TASKS:
(1) Give the username of each distinct person who posted in the timer API comment thread, naming each person once.
(2) From the timer API comment thread, copy the passage from "Posted Jan 3, 2007 19:59" up to and including "that makes sense.".

EXTRACT PROVIDED:
%%

The timer API: size or type safety?

Posted Dec 7, 2006 23:12 UTC (Thu) by liljencrantz (guest, #28458) [Link]

True, but I think there should be a limit to the kinds of tradeoffs that are made while trying to make Linux scale up and down. Stability is very important to me.

The timer API: size or type safety?

Posted Dec 7, 2006 16:16 UTC (Thu) by pimlott (guest, #1535) [Link]

Wow--what Al has done is write a type-safe parametrically polymorphic function in C! The signature of SETUP_TIMER is effectively
    void SETUP_TIMER((*function)(T), T data)
where the T can be any (pointer) type. While you can't write such a signature in C, Al guarantees that the two instances of T are in fact the same with a clever bit of code that has no run-time impact. Lovely!

The timer API: size or type safety?

Posted Dec 7, 2006 20:34 UTC (Thu) by jzbiciak (✭ supporter ✭, #5246) [Link]

Is typeof() standard C or a GNU extension?

The timer API: size or type safety?

Posted Dec 8, 2006 18:20 UTC (Fri) by giraffedata (subscriber, #1954) [Link]

Is typeof() standard C or a GNU extension?

I'ts GNU C. But it looks like it isn't necessary for this technique.

The timer API: size or type safety?

Posted Dec 8, 2006 19:42 UTC (Fri) by jzbiciak (✭ supporter ✭, #5246) [Link]

Are you certain? Let's look at that closely:

    typeof(*data) *p = data;
    timer->function = (void (*)(void *)) func;
    timer->data = (void *) p;
    (void)(0 && (func(p), 0));

I guess your statement is that the last line, (func(p)) could be rewritten as (func(data)) instead. I can see that.

The timer API: size or type safety?

Posted Jan 3, 2007 19:48 UTC (Wed) by rjbell4 (guest, #35764) [Link]

The reason you wouldn't necessarily do that is that "data" may actually be an expression that has a side effect, so you don't want to reference it twice.

The timer API: size or type safety?

Posted Jan 3, 2007 19:59 UTC (Wed) by jzbiciak (✭ supporter ✭, #5246) [Link]

So, I guess typeof(*data) doesn't evaluate data then? I guess that makes sense.

The timer API: size or type safety?

Posted Jan 3, 2007 20:01 UTC (Wed) by jzbiciak (✭ supporter ✭, #5246) [Link]

Actually, hold on... (0 && func(data)) shouldn't evaluate data a second time under any circumstances anyway.

The timer API: size or type safety?

Posted Dec 8, 2006 11:46 UTC (Fri) by viro (subscriber, #7872) [Link]

Heh... The current version in my tree actually gets you a constant
arithmetic expression. It's built around the following:
#define check_callback_type(f,x) (sizeof((0 ? (f)(x) : (void)0), 0))
Feel free to torture students with it... It actually checks even
more - namely, that f returns void. And since it never evaluates
f or x, we are free to use it in macros without any concerns about
side effects. Can be used in global initializers, too (and yes,
it _is_ valid C99; we get past the constraints since the expression
that appears to be problematic is an argument of sizeof and doesn't
have a variably-modified type).

%%

SUPPLIED MATERIAL:
%%

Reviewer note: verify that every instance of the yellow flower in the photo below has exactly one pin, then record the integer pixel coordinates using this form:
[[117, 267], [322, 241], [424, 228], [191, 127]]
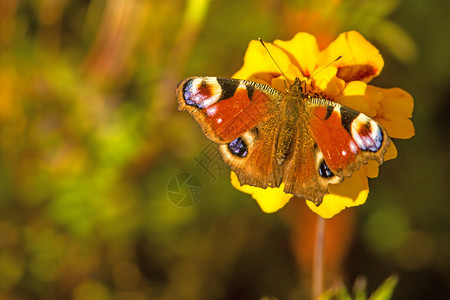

%%

TASK-BY-TASK SOLUTIONS:
(1) liljencrantz, pimlott, jzbiciak, giraffedata, rjbell4, viro

(2)
Posted Jan 3, 2007 19:59 UTC (Wed) by jzbiciak (✭ supporter ✭, #5246) [Link]

So, I guess typeof(*data) doesn't evaluate data then? I guess that makes sense.